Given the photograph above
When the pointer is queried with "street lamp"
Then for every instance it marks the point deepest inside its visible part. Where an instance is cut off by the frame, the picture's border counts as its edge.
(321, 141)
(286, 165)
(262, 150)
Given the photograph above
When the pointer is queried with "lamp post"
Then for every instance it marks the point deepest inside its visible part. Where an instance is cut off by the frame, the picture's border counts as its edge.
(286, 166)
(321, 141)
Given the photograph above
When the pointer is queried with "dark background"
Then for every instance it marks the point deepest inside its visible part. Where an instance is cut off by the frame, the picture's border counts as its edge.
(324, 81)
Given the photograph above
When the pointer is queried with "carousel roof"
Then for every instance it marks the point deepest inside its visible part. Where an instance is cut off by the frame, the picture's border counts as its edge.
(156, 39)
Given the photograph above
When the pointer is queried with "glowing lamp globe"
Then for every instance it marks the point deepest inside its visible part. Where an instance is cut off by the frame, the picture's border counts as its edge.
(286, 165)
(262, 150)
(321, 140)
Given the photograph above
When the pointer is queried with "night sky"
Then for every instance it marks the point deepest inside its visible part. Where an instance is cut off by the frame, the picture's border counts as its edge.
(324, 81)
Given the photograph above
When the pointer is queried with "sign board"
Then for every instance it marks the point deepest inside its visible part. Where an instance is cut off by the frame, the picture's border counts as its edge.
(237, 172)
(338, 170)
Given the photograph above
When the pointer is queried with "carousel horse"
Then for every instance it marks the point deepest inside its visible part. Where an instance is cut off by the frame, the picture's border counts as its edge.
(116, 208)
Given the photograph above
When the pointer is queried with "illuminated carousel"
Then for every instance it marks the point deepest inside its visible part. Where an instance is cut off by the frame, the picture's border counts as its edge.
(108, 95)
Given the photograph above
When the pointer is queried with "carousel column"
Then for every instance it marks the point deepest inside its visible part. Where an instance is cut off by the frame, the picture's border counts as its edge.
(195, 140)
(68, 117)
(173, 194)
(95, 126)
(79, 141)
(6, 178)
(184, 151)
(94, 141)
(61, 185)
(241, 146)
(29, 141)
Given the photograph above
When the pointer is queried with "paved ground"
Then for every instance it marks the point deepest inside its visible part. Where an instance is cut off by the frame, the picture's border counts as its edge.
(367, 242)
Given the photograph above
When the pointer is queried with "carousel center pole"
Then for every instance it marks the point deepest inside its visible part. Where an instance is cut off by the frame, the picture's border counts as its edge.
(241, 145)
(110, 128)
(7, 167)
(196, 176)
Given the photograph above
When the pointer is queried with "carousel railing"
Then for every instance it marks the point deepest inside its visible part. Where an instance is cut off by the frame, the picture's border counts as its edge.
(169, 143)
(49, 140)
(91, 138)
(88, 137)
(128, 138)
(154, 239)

--------------------------------

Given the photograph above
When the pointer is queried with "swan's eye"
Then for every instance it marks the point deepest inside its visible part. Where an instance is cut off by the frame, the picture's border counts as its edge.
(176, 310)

--------------------------------

Count the lines in the material above that contain the string "carousel", treating uppercase and lowercase letters as distinct. Give only the number.

6